(PAGE TEXT):
☆ ☆ ☆

Imagine you went out of your forest bungalow promising your wife to get that trophy for her. And you duly find that not only the trophy vanished into thin air, but on your return, you find there is no response for your demand for a cup of chai. You then discover that your wife too vanished into thin air meantime. And you are stuck in the middle of nowhere in a dense jungle, without your cell phone or your two-wheeler. You then go round and round in increasing circles shouting for her since you have no clue which way to turn. And you cry and keep asking the beasts and birds and bees and flowers and trees till you hear a faint voice calling you. And find a mortally wounded bird who says your wife has been airlifted by a bearded chap. And before he could answer your query as to which way they went, he breathes his last. You then cry more, with the only consolation that she has not been waylaid by woman-eating lions and tigers and may still be alive. And roam around till you meet a monkey king who promises to help you if you shoot his elder brother...and then forgets his promise. And then the monsoon breaks and you are stuck in your cave and when rains cease at last you threaten the monkey king that either he keep his word or get shot plumb dead. And he says sorry and summons his troops and orders them to go forth. And you give your id card to the most trustworthy research scholar of the lot and ask him to go south since you guess Sri Lanka is full of bearded chaps (before they migrated to Punjab en masse). And wait and wait till he at last brings cheerful news. Ha!


A J Cronin was our hot favorite half a century ago. We read most of his novels. The one called 'Beyond This Place' is again about a search for a needle in a haystack. This kid graduates and is about to launch on a teaching career when his mom tells him her secret: his dad is not dead, but was convicted of murder long long ago. He then abandons his teaching career to look out for his long-last father. And at last finds the prison where he is lodged. But he is denied entry. So, he goes about contacting witnesses in the case (still alive) and after years of painstaking leg-work finds a store girl willing to help him reopen the case. And gets his father out on appeal. When he at last meets him, he finds his father a complete wreck but glad to restart his system with his son's help.

☆ ☆ ☆

(YOUR TASKS):
**A.** Decide whether each statement agrees with the page text, answering yes or no and quoting the words that settle it: (i) the mortally wounded bird dies before saying which way they went; (ii) the son in 'Beyond This Place' is let into the prison once he finds it; (iii) the monkey king keeps his promise right away.
**B.** Rewrite the part of the page text that opens with the words containing "A J Cronin was" and closes with "his son's help.", substituting "legal career" for "teaching career".
The material after this isn't needed.

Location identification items
☆ ☆ ☆

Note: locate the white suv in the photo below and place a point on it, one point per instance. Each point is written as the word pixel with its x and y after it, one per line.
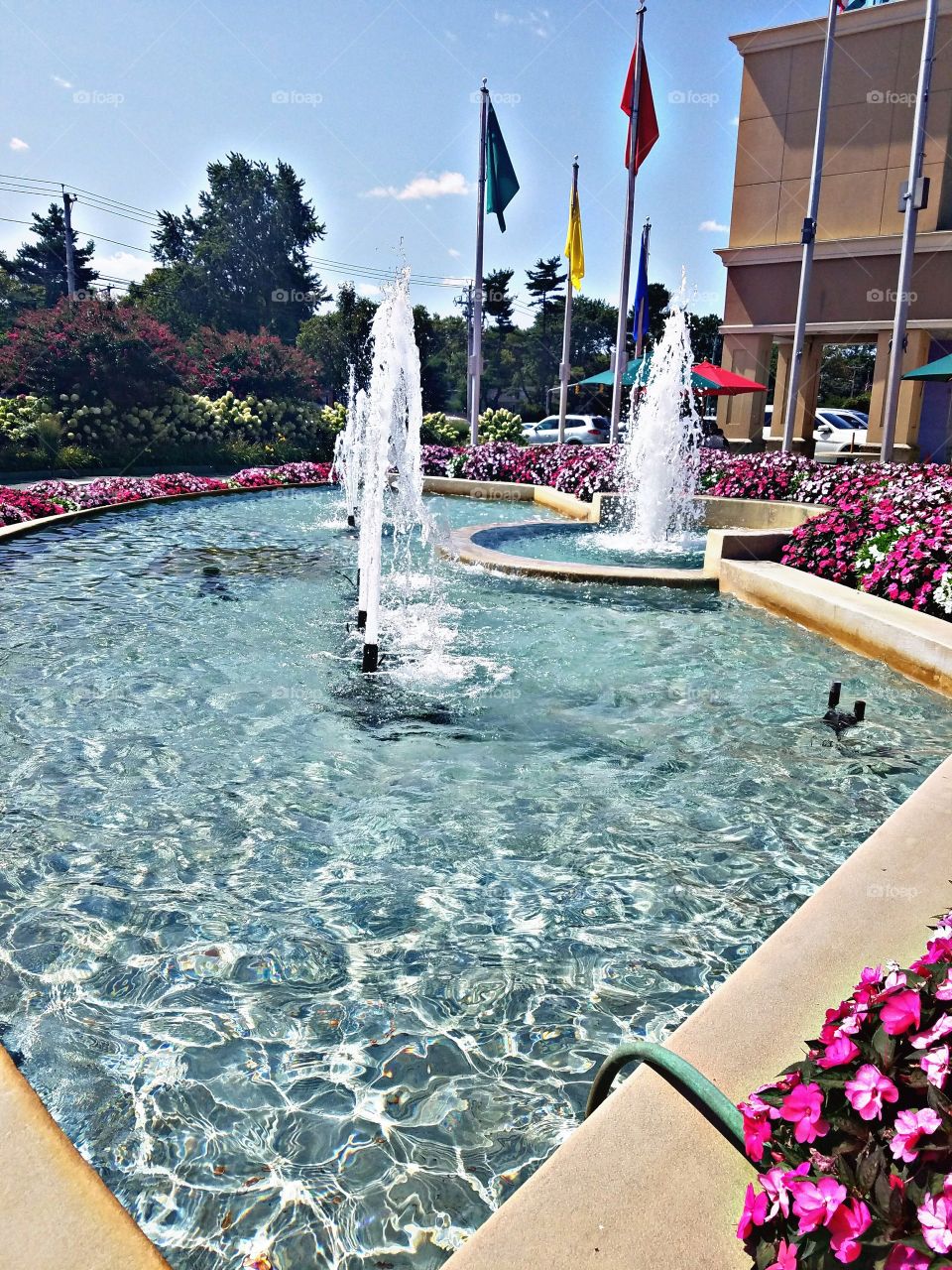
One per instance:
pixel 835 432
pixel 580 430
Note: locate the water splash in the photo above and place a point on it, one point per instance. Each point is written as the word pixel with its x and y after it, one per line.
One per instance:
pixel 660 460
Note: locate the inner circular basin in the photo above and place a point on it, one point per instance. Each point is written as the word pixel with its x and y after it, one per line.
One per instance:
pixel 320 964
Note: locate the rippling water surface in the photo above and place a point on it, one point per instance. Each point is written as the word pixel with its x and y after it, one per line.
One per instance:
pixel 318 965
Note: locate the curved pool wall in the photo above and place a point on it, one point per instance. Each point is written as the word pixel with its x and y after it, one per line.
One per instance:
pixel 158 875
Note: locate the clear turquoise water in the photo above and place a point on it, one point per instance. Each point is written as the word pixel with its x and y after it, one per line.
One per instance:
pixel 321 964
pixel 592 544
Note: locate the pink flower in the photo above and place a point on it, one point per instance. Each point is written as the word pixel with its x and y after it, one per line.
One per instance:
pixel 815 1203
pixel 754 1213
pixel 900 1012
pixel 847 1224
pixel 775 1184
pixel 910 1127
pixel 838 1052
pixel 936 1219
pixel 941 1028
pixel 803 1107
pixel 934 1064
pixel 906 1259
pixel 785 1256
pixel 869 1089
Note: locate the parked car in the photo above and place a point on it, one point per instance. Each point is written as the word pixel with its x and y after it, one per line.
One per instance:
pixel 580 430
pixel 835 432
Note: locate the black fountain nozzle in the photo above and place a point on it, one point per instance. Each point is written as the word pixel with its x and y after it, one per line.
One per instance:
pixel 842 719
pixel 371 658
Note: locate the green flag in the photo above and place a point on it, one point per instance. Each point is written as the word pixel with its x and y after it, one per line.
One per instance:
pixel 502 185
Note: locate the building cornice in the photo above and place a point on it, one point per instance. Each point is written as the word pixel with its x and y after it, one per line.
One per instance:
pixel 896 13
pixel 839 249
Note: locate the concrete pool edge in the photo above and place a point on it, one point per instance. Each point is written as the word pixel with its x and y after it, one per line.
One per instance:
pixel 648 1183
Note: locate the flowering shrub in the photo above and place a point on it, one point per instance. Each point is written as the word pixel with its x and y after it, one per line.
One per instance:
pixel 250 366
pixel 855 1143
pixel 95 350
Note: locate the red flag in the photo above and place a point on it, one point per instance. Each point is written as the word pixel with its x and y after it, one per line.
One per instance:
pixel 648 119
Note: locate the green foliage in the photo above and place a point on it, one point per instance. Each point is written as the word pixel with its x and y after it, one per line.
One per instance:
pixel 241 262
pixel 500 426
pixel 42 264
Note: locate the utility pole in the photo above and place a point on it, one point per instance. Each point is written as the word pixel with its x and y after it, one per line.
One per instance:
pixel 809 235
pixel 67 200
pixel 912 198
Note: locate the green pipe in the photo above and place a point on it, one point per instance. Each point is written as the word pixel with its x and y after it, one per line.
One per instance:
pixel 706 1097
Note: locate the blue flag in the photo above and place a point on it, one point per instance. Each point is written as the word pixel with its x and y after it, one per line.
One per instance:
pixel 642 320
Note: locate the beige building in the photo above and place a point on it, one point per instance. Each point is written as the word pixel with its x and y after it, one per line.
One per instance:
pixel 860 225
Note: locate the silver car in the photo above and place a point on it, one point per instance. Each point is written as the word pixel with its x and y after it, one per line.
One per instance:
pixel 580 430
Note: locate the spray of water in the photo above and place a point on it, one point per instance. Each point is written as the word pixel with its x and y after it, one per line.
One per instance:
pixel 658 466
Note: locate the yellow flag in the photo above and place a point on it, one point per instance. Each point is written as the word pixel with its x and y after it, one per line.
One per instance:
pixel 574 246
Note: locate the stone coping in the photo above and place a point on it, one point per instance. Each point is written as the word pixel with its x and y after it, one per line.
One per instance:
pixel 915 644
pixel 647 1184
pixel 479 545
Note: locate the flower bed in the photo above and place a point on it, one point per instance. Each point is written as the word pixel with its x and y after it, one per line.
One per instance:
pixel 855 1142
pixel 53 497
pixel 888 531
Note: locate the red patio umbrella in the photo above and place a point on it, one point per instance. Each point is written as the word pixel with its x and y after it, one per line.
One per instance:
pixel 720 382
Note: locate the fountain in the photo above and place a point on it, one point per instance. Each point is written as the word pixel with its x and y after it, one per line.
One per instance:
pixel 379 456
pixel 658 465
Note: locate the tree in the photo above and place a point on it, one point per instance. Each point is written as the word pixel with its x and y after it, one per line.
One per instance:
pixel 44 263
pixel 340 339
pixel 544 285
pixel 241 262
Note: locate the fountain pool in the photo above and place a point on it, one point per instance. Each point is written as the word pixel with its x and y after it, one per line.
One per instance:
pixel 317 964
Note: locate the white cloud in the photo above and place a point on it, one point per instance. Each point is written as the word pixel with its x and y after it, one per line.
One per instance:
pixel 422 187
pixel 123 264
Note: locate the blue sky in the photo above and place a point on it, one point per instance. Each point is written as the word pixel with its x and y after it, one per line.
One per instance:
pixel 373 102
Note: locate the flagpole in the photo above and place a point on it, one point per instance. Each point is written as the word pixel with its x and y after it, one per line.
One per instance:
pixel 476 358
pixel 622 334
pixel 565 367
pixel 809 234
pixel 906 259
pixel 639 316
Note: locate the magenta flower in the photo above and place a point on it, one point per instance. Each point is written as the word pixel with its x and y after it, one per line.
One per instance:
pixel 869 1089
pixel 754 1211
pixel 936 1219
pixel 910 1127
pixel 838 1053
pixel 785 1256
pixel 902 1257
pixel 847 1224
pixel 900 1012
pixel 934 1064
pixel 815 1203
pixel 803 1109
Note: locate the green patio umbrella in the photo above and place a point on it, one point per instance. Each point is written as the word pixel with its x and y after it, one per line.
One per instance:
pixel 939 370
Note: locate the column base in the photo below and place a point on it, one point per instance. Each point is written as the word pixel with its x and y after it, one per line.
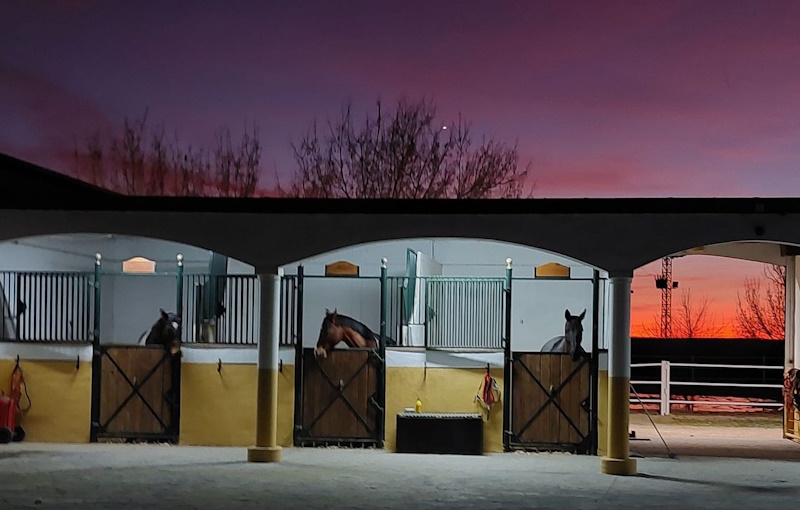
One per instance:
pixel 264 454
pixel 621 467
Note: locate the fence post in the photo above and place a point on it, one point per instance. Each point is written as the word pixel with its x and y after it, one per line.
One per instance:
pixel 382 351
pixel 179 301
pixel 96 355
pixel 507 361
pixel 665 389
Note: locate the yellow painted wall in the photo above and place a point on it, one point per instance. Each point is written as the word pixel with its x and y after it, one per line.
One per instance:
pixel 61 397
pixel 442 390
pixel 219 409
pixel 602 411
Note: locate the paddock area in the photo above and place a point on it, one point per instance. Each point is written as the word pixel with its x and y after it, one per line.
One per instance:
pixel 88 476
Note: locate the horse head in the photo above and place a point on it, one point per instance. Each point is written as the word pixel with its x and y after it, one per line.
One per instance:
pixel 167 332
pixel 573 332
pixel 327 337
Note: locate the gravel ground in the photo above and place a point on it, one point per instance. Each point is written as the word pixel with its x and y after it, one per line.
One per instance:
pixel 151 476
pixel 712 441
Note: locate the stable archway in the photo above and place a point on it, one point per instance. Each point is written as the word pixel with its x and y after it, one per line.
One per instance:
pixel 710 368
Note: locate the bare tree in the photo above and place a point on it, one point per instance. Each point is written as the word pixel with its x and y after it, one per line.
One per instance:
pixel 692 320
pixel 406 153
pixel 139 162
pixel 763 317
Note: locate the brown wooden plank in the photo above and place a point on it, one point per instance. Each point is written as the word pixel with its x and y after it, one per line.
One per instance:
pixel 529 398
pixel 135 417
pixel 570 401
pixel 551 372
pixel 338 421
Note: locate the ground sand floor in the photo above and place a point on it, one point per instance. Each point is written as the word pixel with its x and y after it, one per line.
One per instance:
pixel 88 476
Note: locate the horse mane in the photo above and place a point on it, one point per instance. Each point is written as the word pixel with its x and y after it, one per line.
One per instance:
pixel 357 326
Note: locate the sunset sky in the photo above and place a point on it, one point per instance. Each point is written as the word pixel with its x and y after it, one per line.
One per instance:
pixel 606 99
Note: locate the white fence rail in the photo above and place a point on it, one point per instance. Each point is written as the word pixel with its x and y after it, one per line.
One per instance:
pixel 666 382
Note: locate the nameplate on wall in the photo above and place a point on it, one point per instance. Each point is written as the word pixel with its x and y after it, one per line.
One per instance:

☆ ☆ ☆

(FINAL RESULTS):
**A.**
(i) Yes: "before he could answer your query as to which way they went, he breathes his last."
(ii) No: "But he is denied entry."
(iii) No: "and then forgets his promise."

**B.**
A J Cronin was our hot favorite half a century ago. We read most of his novels. The one called 'Beyond This Place' is again about a search for a needle in a haystack. This kid graduates and is about to launch on a legal career when his mom tells him her secret: his dad is not dead, but was convicted of murder long long ago. He then abandons his legal career to look out for his long-last father. And at last finds the prison where he is lodged. But he is denied entry. So, he goes about contacting witnesses in the case (still alive) and after years of painstaking leg-work finds a store girl willing to help him reopen the case. And gets his father out on appeal. When he at last meets him, he finds his father a complete wreck but glad to restart his system with his son's help.